§ Texte de lecture
◆ ◆ ◆ ◆ ◆ ◆ ◆

Depuis que les affaires courantes ont été avancées au matin trois jours par
semaine, les problèmes se sont aggravés. Il s'agit, cependant, d'une question plus
générale sur laquelle il faudra se pencher à une autre occasion. La question
immédiate sur laquelle la présidence doit se prononcer est la suivante : la
motion proposée hier par le secrétaire parlementaire du Président du Conseil
privé est-elle admissible ou non?
J'admets que si nous nous en tenions strictement aux
précédents récents, y compris ma décision du 24 novembre 1986, je devrais
déclarer la motion irrecevable. La Chambre se retrouverait néanmoins dans une
impasse d'où elle ne pourrait se sortir seule. Vient un moment où la présidence
doit assumer ses responsabilités. Lorsque les circonstances changent et que les
règles de la procédure ne permettent aucune solution, la présidence doit s'en
remettre à son pouvoir discrétionnaire dans l'intérêt de la Chambre et de tous
ses députés. Il se peut que la présidence doive alors modifier une décision
antérieure ou s'en écarter.

◆ ◆ ◆ ◆ ◆ ◆ ◆

§ Entrées extraites
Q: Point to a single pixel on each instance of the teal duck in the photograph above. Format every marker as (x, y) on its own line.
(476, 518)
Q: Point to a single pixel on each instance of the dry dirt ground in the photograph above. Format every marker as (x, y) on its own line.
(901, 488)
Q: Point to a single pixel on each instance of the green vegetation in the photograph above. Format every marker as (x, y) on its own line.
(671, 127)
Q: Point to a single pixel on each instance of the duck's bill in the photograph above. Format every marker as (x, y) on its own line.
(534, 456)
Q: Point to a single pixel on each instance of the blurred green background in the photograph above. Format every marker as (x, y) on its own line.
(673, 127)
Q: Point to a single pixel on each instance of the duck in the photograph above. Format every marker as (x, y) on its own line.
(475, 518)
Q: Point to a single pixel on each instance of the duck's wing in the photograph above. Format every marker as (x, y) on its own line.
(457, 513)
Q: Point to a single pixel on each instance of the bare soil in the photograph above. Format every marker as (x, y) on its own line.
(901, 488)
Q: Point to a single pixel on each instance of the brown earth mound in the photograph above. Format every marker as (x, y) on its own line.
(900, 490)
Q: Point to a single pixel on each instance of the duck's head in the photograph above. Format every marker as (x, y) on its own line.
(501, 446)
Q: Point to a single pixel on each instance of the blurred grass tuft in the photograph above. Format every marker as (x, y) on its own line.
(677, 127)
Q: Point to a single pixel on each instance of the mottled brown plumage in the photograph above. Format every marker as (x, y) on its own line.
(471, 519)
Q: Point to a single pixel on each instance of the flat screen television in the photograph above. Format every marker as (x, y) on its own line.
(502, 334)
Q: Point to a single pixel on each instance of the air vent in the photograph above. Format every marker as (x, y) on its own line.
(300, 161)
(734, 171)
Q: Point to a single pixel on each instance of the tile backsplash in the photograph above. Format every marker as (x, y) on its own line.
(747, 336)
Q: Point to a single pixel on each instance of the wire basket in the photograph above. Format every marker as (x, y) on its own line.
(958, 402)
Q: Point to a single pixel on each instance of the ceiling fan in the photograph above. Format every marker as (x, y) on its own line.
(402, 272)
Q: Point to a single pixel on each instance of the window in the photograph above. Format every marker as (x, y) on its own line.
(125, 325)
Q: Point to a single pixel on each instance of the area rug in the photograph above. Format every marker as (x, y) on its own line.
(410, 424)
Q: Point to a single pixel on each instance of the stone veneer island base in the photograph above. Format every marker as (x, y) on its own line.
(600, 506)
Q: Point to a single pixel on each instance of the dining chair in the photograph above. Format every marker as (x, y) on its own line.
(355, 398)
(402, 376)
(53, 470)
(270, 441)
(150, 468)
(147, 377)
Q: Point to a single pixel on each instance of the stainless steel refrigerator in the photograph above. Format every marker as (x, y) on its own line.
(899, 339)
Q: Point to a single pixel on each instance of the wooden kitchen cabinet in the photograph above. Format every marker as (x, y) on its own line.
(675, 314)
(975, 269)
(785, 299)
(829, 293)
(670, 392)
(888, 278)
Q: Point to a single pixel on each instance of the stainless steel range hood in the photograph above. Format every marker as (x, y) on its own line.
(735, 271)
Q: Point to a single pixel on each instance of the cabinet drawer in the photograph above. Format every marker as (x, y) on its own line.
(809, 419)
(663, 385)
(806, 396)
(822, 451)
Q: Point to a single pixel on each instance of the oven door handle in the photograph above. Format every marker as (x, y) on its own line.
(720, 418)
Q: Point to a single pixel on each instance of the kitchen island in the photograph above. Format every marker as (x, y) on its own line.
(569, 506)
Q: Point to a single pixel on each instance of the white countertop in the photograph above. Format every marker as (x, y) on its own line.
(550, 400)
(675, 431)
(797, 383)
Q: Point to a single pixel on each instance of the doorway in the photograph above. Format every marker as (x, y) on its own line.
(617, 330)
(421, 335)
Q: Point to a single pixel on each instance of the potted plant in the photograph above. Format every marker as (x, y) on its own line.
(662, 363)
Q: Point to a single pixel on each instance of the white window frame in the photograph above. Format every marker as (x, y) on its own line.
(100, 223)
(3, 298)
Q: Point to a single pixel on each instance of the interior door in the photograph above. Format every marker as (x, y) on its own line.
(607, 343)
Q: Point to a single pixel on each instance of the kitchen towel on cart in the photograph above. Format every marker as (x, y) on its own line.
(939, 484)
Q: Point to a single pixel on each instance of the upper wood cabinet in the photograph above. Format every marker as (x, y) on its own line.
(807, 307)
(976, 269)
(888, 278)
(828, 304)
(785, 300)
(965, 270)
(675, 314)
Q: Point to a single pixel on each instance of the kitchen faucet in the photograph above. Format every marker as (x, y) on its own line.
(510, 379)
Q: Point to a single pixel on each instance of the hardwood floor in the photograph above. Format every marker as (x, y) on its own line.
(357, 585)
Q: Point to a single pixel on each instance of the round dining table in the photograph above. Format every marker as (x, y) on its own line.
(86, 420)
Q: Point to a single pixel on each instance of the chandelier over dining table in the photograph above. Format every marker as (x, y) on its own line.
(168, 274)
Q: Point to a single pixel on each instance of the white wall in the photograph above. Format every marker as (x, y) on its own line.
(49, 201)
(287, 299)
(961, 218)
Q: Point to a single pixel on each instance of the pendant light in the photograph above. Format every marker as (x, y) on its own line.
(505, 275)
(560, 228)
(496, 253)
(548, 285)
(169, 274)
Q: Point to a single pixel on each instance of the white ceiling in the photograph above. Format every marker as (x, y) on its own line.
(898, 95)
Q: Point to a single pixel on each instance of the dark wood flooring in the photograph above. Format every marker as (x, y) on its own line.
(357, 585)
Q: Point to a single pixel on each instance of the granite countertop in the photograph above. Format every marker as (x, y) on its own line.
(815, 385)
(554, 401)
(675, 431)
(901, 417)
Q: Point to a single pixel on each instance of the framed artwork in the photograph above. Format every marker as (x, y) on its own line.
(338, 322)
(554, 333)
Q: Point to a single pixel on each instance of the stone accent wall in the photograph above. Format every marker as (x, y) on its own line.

◆ ◆ ◆ ◆ ◆ ◆ ◆

§ Tâches à réaliser
A – Repérez chaque ligne qui contient le mot « cabinet », en tenant compte de la casse.
B – Reprenez l'extrait sur la recevabilité de la motion et poursuivez-le après sa dernière phrase.
L'extrait sur la recevabilité de la motion et les lignes n'ont aucun lien entre eux.

§ Réponses fournies
A –
Q: Point to a single pixel on each instance of the wooden kitchen cabinet in the photograph above. Format every marker as (x, y) on its own line.
Q: Point to a single pixel on each instance of the cabinet drawer in the photograph above. Format every marker as (x, y) on its own line.
Q: Point to a single pixel on each instance of the upper wood cabinet in the photograph above. Format every marker as (x, y) on its own line.

B –
Dans le recours à mon pouvoir discrétionnaire, je crois
avoir l'appui de la tradition centenaire liée à la charge de Président. C'est le
Président Lenthall qui, sous le règne de Charles ler, a déclaré en présence du
souverain que le Président devait avoir la Chambre comme première préoccupation.
En 1881, le Président Brand a mis fin à la paralysie des travaux de la Chambre
en imposant la clôture de son propre chef.
Une autorité éminente de la chose parlementaire, Josef
Redlich, a écrit que le Président a le devoir de servir la majorité : « ... en
maintenant les règles et les usages centenaires et en s'assurant que rien
n'empêche ni la majorité de recourir aux moyens et aux tactiques que l'ordre des
travaux offre aux forts et aux faibles. La protection de la majorité contre
l'obstruction et la protection de la minorité contre l'oppression constituent
deux fonctions semblables de la présidence ».
En interprétant les règles de la procédure, la présidence
doit tenir compte non seulement de leur lettre, mais aussi de leur esprit, et
elle doit se guider sur la règle la plus fondamentale entre toutes, celle du bon
sens.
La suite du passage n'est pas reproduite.